▶ **EXERCISE GOAL**
Look at the data below and print exactly the lines from its first line through the line with "positive clicks: (251, 125)"; the pictures stay out of the copy.

▶ **DATA FOR THE TASK**
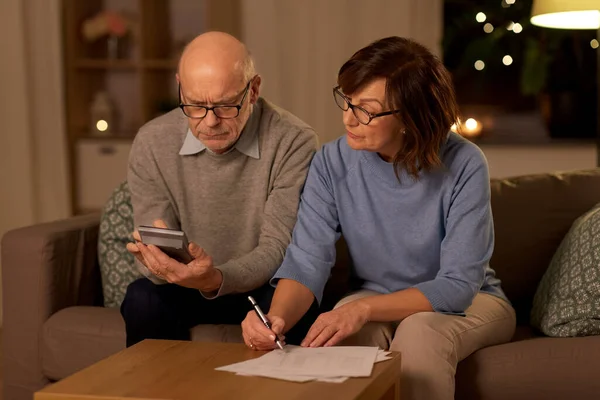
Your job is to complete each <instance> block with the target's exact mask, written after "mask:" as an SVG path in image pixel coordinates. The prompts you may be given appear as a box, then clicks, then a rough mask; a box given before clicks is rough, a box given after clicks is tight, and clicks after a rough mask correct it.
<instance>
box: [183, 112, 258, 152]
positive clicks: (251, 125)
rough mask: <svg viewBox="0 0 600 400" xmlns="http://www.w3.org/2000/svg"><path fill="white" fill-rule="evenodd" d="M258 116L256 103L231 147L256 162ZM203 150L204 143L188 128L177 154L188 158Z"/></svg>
mask: <svg viewBox="0 0 600 400" xmlns="http://www.w3.org/2000/svg"><path fill="white" fill-rule="evenodd" d="M260 114H261V110H260V106H259V102H257V103H256V104H254V106H253V110H252V114H251V115H250V118H248V122H246V126H245V127H244V129H242V134H241V135H240V137H239V139H238V140H237V142H235V145H233V147H232V149H237V150H238V151H239V152H240V153H242V154H244V155H247V156H248V157H252V158H255V159H257V160H258V159H260V149H259V145H258V139H259V138H258V127H259V123H260ZM204 150H207V148H206V146H205V145H204V143H202V141H200V140H199V139H198V138H197V137H195V136H194V134H193V133H192V131H191V129H189V128H188V130H187V133H186V135H185V140H184V141H183V146H181V149H180V150H179V154H180V155H182V156H189V155H192V154H198V153H201V152H203V151H204ZM207 151H210V150H207ZM230 151H231V150H230Z"/></svg>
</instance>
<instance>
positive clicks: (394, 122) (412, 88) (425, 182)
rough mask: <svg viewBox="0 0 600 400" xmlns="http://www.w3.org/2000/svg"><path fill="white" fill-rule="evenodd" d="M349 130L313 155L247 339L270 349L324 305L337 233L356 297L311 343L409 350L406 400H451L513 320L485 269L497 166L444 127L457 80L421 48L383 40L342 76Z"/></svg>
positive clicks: (353, 294) (309, 336)
mask: <svg viewBox="0 0 600 400" xmlns="http://www.w3.org/2000/svg"><path fill="white" fill-rule="evenodd" d="M333 95H334V98H335V101H336V104H337V105H338V106H339V107H340V108H341V109H342V110H343V122H344V125H345V128H346V134H345V135H344V136H343V137H340V138H338V139H337V140H335V141H334V142H331V143H328V144H326V145H324V146H323V148H322V149H321V150H320V151H319V152H318V153H317V154H316V155H315V158H314V159H313V161H312V164H311V167H310V170H309V174H308V178H307V181H306V184H305V187H304V191H303V194H302V198H301V203H300V209H299V212H298V221H297V223H296V226H295V228H294V232H293V238H292V243H291V244H290V246H289V247H288V249H287V252H286V255H285V259H284V261H283V264H282V265H281V267H280V268H279V270H278V272H277V273H276V274H275V276H274V278H273V280H272V283H273V284H276V285H277V288H276V290H275V294H274V297H273V301H272V303H271V307H270V310H269V313H268V315H267V317H268V318H269V319H270V322H271V324H272V330H270V329H267V328H266V327H265V326H264V325H263V324H262V323H261V322H260V320H259V319H258V318H257V317H256V315H255V314H254V313H252V312H251V313H249V314H248V315H247V317H246V319H245V320H244V322H243V323H242V328H243V336H244V340H245V342H246V344H247V345H248V346H249V347H251V348H253V349H257V350H268V349H273V348H274V347H275V343H274V341H273V340H274V338H275V336H274V334H277V335H281V337H282V338H283V335H284V334H285V332H287V331H288V330H289V329H290V328H291V327H293V326H294V324H296V322H297V321H298V320H300V318H301V317H302V316H303V315H304V314H305V312H306V311H307V310H308V309H309V307H310V306H311V304H312V303H313V301H314V300H315V299H316V301H321V298H322V295H323V289H324V287H325V283H326V282H327V279H328V277H329V274H330V270H331V268H332V266H333V265H334V262H335V242H336V241H337V240H338V238H339V237H340V235H341V234H343V235H344V238H345V240H346V242H347V244H348V248H349V251H350V256H351V258H352V261H353V263H352V264H353V271H352V272H353V275H354V276H355V277H356V278H358V279H359V281H360V285H359V286H358V287H357V288H356V289H357V290H356V291H355V292H353V293H350V294H349V295H348V296H347V297H345V298H344V299H342V300H341V301H340V303H338V305H337V306H336V307H335V308H334V309H333V310H332V311H329V312H326V313H323V314H321V315H320V316H319V317H318V318H317V320H316V321H315V322H314V324H313V325H312V327H311V328H310V330H309V332H308V334H307V335H306V337H305V339H304V341H303V342H302V346H309V347H317V346H333V345H336V344H354V345H377V346H380V347H381V348H384V349H387V348H389V349H391V350H394V351H399V352H401V353H402V385H401V387H402V398H403V399H430V400H431V399H453V398H454V377H455V371H456V366H457V364H458V362H459V361H461V360H462V359H464V358H465V357H467V356H468V355H470V354H471V353H473V352H474V351H476V350H478V349H480V348H482V347H485V346H490V345H495V344H499V343H503V342H507V341H509V340H510V338H511V337H512V335H513V332H514V329H515V314H514V310H513V308H512V307H511V305H510V303H509V302H508V300H507V299H506V296H505V295H504V293H503V292H502V289H501V288H500V281H499V280H498V279H497V278H496V277H495V274H494V271H493V270H492V269H491V268H490V266H489V260H490V258H491V256H492V251H493V248H494V227H493V221H492V212H491V207H490V185H489V175H488V167H487V163H486V160H485V157H484V155H483V154H482V152H481V151H480V150H479V148H478V147H477V146H475V145H474V144H472V143H471V142H469V141H467V140H465V139H463V138H462V137H460V136H459V135H456V134H454V133H451V132H449V130H450V127H451V126H452V124H453V123H455V122H456V121H457V120H458V106H457V104H456V99H455V94H454V89H453V85H452V79H451V76H450V74H449V73H448V71H447V70H446V69H445V67H444V66H443V64H442V63H441V62H440V60H439V59H438V58H436V57H435V56H434V55H433V54H432V53H431V52H430V51H428V50H427V49H426V48H425V47H423V46H422V45H420V44H418V43H416V42H414V41H411V40H408V39H404V38H399V37H389V38H385V39H381V40H379V41H376V42H374V43H372V44H370V45H369V46H367V47H365V48H363V49H361V50H359V51H358V52H356V53H355V54H354V55H353V56H352V57H351V58H350V59H349V60H348V61H347V62H346V63H345V64H344V65H343V66H342V67H341V69H340V71H339V74H338V86H336V87H335V88H334V89H333Z"/></svg>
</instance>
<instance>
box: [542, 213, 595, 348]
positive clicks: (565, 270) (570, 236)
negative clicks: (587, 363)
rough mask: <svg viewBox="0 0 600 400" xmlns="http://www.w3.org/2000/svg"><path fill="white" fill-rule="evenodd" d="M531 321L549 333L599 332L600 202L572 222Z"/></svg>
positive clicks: (564, 335)
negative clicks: (570, 226)
mask: <svg viewBox="0 0 600 400" xmlns="http://www.w3.org/2000/svg"><path fill="white" fill-rule="evenodd" d="M531 324H532V325H533V326H534V327H536V328H538V329H540V330H541V331H542V332H543V333H544V334H546V335H548V336H556V337H569V336H591V335H600V204H597V205H596V206H594V208H592V209H591V210H590V211H588V212H587V213H585V214H584V215H582V216H581V217H579V218H578V219H577V220H576V221H575V222H573V225H572V226H571V229H570V230H569V232H568V233H567V235H566V236H565V238H564V239H563V241H562V243H561V244H560V246H559V248H558V250H557V251H556V253H555V254H554V257H553V258H552V261H551V263H550V266H549V267H548V270H547V271H546V273H545V274H544V276H543V278H542V280H541V282H540V284H539V286H538V289H537V292H536V294H535V297H534V300H533V307H532V310H531Z"/></svg>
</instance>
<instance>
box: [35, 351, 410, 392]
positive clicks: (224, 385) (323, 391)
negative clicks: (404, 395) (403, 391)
mask: <svg viewBox="0 0 600 400" xmlns="http://www.w3.org/2000/svg"><path fill="white" fill-rule="evenodd" d="M262 354H264V353H263V352H257V351H252V350H249V349H247V348H246V346H245V345H243V344H238V343H202V342H181V341H170V340H144V341H143V342H141V343H138V344H137V345H135V346H133V347H130V348H128V349H125V350H123V351H121V352H119V353H117V354H115V355H113V356H111V357H108V358H106V359H104V360H102V361H100V362H98V363H97V364H94V365H92V366H90V367H88V368H86V369H84V370H82V371H79V372H77V373H75V374H74V375H72V376H69V377H67V378H65V379H63V380H61V381H59V382H56V383H54V384H52V385H50V386H47V387H45V388H44V389H42V390H40V391H39V392H36V393H35V400H58V399H61V400H65V399H68V400H78V399H80V400H100V399H102V400H107V399H112V400H115V399H138V400H141V399H144V400H150V399H153V400H163V399H169V400H180V399H181V400H187V399H190V400H191V399H244V400H246V399H247V400H253V399H255V400H270V399H273V400H282V399H309V400H318V399H327V400H332V399H336V400H345V399H365V400H366V399H386V400H387V399H390V400H391V399H396V400H397V399H399V396H400V392H399V390H400V386H399V384H400V354H399V353H392V357H393V358H392V359H391V360H388V361H383V362H379V363H377V364H375V365H374V366H373V373H372V374H371V377H369V378H351V379H348V380H347V381H346V382H344V383H323V382H307V383H295V382H287V381H281V380H276V379H269V378H260V377H248V376H237V375H235V374H234V373H231V372H223V371H215V368H216V367H220V366H223V365H228V364H233V363H236V362H239V361H244V360H250V359H252V358H256V357H259V356H261V355H262Z"/></svg>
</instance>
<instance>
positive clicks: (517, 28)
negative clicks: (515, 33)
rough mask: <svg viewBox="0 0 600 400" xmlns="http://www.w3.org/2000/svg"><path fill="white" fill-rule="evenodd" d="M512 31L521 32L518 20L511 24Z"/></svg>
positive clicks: (522, 29) (515, 31) (521, 29)
mask: <svg viewBox="0 0 600 400" xmlns="http://www.w3.org/2000/svg"><path fill="white" fill-rule="evenodd" d="M513 32H514V33H521V32H523V25H521V24H519V23H518V22H517V23H516V24H514V25H513Z"/></svg>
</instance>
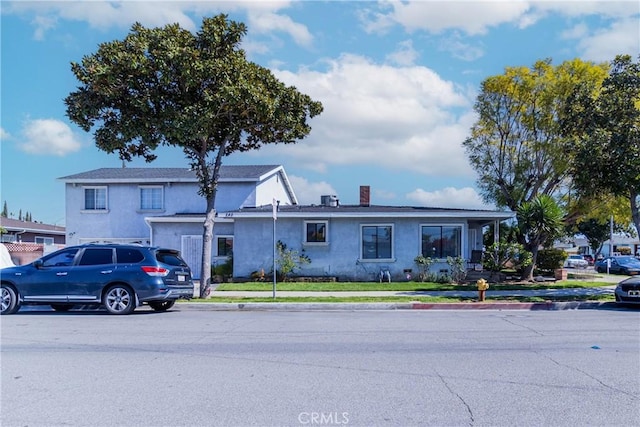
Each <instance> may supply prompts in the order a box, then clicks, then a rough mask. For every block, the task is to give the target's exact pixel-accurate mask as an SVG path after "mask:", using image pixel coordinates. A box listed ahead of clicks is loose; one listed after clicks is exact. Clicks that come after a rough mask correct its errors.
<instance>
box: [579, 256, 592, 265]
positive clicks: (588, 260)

▶ **YOUR SOLUTION**
Your job is to complete each <instance> block with the target's exact mask, written after "mask:" as an SVG path in image pixel coordinates. The prompts you may be given appear as a box, then clicks, then a rough mask; a box given before clicks is rough, a box given after clicks is tight, and clicks after a rough mask correct it.
<instance>
box: [183, 112, 258, 152]
positive clicks: (251, 125)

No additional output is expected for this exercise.